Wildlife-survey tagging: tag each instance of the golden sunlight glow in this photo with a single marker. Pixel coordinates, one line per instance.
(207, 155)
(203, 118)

* * *

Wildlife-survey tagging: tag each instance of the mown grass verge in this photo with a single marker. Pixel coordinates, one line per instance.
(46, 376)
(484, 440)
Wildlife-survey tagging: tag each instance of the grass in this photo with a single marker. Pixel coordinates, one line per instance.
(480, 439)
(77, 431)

EXERCISE: Pull out each line of the listing above that contains the word "grass", and copy those lines unchanged.

FULL ANSWER:
Wildlife-survey tagging: tag each instance of the mown grass verge in this photo with a single marker. Pixel coordinates, one line per instance.
Wildlife-survey tagging: tag each instance of the grass in this photo with a single marker. Pixel coordinates, one line per instance.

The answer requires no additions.